Dataset content
————

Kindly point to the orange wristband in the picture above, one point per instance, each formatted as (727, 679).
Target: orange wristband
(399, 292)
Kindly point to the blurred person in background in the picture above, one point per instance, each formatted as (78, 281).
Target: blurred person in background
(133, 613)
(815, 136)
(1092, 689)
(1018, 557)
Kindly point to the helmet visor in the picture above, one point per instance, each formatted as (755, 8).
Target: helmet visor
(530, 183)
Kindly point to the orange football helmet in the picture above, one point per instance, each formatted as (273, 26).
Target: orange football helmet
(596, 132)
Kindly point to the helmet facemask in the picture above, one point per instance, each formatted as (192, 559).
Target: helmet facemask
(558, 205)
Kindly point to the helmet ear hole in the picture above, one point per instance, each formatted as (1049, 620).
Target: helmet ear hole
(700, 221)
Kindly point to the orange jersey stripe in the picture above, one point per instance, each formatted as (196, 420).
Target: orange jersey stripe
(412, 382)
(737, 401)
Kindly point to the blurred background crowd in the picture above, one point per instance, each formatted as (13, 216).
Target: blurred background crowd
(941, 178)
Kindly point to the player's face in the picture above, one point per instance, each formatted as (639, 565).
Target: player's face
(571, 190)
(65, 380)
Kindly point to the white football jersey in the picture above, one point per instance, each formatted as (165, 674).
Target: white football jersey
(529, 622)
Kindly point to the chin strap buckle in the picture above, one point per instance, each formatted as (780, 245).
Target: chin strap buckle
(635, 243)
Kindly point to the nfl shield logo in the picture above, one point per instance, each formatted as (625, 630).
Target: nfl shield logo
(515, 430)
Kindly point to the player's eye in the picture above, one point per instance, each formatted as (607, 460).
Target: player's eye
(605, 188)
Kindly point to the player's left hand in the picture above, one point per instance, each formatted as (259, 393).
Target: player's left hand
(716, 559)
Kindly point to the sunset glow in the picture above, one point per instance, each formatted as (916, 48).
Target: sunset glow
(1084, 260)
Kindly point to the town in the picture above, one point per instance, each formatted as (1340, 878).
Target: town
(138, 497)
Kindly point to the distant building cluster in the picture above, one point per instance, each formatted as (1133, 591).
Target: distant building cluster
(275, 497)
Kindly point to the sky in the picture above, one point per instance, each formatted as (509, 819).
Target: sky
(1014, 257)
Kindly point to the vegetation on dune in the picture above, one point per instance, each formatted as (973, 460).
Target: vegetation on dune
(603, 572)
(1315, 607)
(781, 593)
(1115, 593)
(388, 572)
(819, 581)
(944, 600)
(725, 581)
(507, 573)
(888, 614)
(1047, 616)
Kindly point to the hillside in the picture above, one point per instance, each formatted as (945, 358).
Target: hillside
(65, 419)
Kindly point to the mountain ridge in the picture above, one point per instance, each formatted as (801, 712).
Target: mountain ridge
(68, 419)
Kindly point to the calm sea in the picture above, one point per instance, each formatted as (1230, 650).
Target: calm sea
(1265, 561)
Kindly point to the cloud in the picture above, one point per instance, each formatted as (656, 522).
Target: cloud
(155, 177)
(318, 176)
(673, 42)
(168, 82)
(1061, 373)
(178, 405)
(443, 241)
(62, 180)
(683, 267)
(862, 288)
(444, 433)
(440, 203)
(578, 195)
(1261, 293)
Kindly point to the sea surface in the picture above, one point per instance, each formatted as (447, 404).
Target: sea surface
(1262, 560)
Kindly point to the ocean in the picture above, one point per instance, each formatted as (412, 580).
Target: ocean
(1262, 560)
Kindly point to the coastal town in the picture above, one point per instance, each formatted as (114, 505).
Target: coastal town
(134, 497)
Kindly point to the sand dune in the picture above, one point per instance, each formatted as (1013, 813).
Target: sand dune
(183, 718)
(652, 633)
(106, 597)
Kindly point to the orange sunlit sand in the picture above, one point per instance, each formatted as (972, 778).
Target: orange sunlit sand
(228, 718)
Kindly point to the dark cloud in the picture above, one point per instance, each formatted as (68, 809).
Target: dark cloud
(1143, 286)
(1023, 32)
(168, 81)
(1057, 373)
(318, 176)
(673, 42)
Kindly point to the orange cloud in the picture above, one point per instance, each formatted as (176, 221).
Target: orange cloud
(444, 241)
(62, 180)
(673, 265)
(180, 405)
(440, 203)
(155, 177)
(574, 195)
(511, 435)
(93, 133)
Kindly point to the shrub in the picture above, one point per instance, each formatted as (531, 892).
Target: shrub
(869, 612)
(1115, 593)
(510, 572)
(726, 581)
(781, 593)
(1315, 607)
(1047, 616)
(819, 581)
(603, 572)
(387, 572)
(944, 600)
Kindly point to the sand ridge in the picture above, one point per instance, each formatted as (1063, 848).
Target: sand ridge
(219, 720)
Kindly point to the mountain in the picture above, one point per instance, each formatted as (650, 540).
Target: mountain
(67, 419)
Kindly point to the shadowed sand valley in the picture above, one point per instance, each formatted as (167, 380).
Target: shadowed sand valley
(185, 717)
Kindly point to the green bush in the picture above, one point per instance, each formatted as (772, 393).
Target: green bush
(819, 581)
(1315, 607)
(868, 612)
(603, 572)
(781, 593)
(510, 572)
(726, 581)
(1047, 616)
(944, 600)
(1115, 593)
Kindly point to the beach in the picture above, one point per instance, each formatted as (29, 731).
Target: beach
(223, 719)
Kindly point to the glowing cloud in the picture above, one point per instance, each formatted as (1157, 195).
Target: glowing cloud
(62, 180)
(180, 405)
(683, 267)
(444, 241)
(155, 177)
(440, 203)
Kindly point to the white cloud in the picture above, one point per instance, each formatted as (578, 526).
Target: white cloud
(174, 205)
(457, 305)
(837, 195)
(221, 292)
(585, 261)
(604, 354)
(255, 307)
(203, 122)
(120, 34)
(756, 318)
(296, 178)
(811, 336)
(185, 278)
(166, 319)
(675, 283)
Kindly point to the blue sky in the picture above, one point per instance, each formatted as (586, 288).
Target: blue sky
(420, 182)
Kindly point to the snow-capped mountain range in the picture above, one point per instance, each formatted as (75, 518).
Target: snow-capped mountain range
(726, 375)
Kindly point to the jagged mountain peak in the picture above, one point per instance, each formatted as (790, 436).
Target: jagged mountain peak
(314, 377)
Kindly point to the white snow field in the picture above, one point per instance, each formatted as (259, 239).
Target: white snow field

————

All of the material above should be repeated word for word.

Kindly point to the orange wristband in the picture above, one point per instance, each formatted as (727, 679).
Target: orange wristband
(399, 292)
Kindly point to the blurred person in background in the picture above, one point per instance, each formatted as (78, 281).
Target: blurred person in background
(133, 613)
(815, 136)
(1092, 689)
(1018, 557)
Kindly point to the helmet visor in the picture above, one point per instance, each formatted as (755, 8).
Target: helmet visor
(530, 183)
Kindly point to the orange football helmet in the picture above, one point per instance, each formatted as (273, 26).
Target: orange football helmet
(596, 132)
Kindly point to the helmet facemask in the picture above, one point per instance, each formatted as (192, 559).
Target: helmet facemask
(558, 205)
Kindly point to the helmet ear hole in the picture above, one point per instance, each formatted as (1049, 620).
Target: helmet ear hole
(700, 221)
Kindly point to the orange jersey stripe in the picture above, one point per instance, each formatted as (196, 420).
Target: orange jersey stripe
(412, 382)
(737, 401)
Kindly point to the blurred background crowd in the picture above, one point per instance, each formatted as (13, 216).
Target: blurred background crowd
(941, 178)
Kindly point to the player's face in the picture above, one point per instance, each formatted as (639, 565).
Target: player's face
(571, 190)
(65, 380)
Kindly point to the white football jersey in the picture above, one point per instance, each formatted as (165, 674).
Target: white football jersey
(529, 622)
Kindly point to the chin strap buckle in the picture above, one point per instance, each formatted as (780, 245).
Target: chin strap buckle
(635, 243)
Kindly point to the nfl shield logo in the picture above, one point per instance, each formatted as (625, 630).
Target: nfl shield logo
(515, 430)
Kindly point to the player's eye in the picture above, one point per instance, each formatted as (607, 460).
Target: player's eye
(605, 188)
Kindly point to the player's left hand in the picture above, one point per instance, each formatted as (259, 393).
Target: player's left hand
(716, 559)
Kindly point to the sunset glow in the picture above, one point per instance, each formatted as (916, 48).
Target: sunset glow
(1084, 260)
Kindly point to the town in the picture above, one point per instance, each formatted as (1340, 878).
Target: town
(138, 497)
Kindly point to the distant building cluster in the picture above, one point per instance, each formatted as (1133, 591).
Target: distant building cluster
(275, 497)
Kindly point to the sky in the picture above, one point per instance, each formatted as (509, 819).
Target: sky
(1014, 257)
Kindly point to the vegetation on dune in the picture above, one point per instance, each formatted as (973, 460).
Target: vegetation on dune
(603, 572)
(1315, 607)
(781, 593)
(1115, 593)
(388, 572)
(819, 581)
(944, 600)
(725, 581)
(507, 573)
(888, 614)
(1047, 616)
Kindly point to the hillside in the picture above, one point per instance, each formatted as (945, 358).
Target: hillside
(65, 419)
Kindly point to the mountain ridge in the picture above, one point per instance, each formatted as (801, 712).
Target: mountain ridge
(68, 419)
Kindly point to the calm sea in the picture above, one point per instance, each formatted as (1230, 650).
Target: calm sea
(1265, 561)
Kindly point to the cloud in the picture above, one point per instance, each formatted as (656, 522).
Target: cloud
(155, 177)
(318, 176)
(673, 42)
(168, 82)
(1061, 373)
(178, 405)
(443, 241)
(62, 180)
(683, 267)
(862, 288)
(444, 433)
(440, 203)
(578, 195)
(1261, 293)
Kindly point to the sea surface in the picture above, one point per instance, each formatted as (447, 404).
Target: sea surface
(1262, 560)
Kindly point to the ocean in the picture above, one point per instance, each formatted as (412, 580).
Target: ocean
(1262, 560)
Kindly point to the coastal town in the picture above, one point per instance, each formatted as (114, 505).
Target: coastal town
(134, 497)
Kindly point to the sand dune in the picture above, one point per instance, each formatted as (1013, 813).
Target: sand dune
(183, 718)
(652, 633)
(106, 597)
Kindly point to the orange sunlit sand in the picture above, one point per instance, each formatted as (972, 778).
Target: orange sunlit sand
(228, 718)
Kindly point to the dark cloud in the picture above, one point per instance, each formatted as (68, 809).
Target: dark cloud
(1143, 286)
(1023, 32)
(168, 81)
(1057, 373)
(318, 176)
(673, 42)
Kindly point to the orange cloud in the picture above, one point per instance, each formatted as (176, 221).
Target: orange cloud
(444, 241)
(62, 180)
(673, 265)
(180, 405)
(440, 203)
(155, 177)
(574, 195)
(511, 435)
(93, 133)
Kindly point to the shrub in the picture above, one point per instance, each formatted as (531, 892).
Target: shrub
(869, 612)
(1115, 593)
(510, 572)
(726, 581)
(781, 593)
(1315, 607)
(1047, 616)
(819, 581)
(603, 572)
(387, 572)
(944, 600)
Kindly point to the sand ridge in the picture above, one point per instance, each formatted as (1063, 848).
Target: sand ridge
(219, 720)
Kindly point to the mountain in the picture above, one point per instance, each formatted as (650, 540).
Target: mountain
(67, 419)
Kindly point to the shadowed sand valley in the picture above, one point per instance, each formatted as (167, 380).
Target: shadowed sand valley
(185, 717)
Kindly point to the green bush in the picture above, one point per instance, each formatted as (772, 393).
Target: green bush
(819, 581)
(1315, 607)
(868, 612)
(603, 572)
(781, 593)
(510, 572)
(726, 581)
(1047, 616)
(944, 600)
(1115, 593)
Kindly point to the beach in the picture above, one point per instance, each formatted as (29, 731).
Target: beach
(223, 719)
Kindly point to the glowing cloud in the picture above, one point per instance, each formatted as (1157, 195).
Target: glowing cloud
(62, 180)
(180, 405)
(683, 267)
(444, 241)
(155, 177)
(440, 203)
Kindly point to the white cloud in the picture above, one point per instance, each formatted as (578, 526).
Target: white cloud
(174, 205)
(457, 305)
(837, 195)
(221, 292)
(585, 261)
(604, 354)
(255, 307)
(203, 122)
(120, 34)
(756, 318)
(296, 178)
(811, 336)
(185, 278)
(166, 319)
(675, 283)
Kindly point to the blue sky in the picture above, one point per instance, each formatted as (586, 288).
Target: blue sky
(420, 182)
Kindly point to the snow-capped mountain range in the picture above, one point per instance, each formatted as (75, 518).
Target: snow-capped mountain range
(726, 375)
Kindly point to the jagged mountain peak in the picture above, one point per instance, each formatted as (790, 436).
Target: jagged mountain peak
(314, 377)
Kindly point to the white snow field in the picture above, one point per instance, each formatted as (259, 239).
Target: white snow field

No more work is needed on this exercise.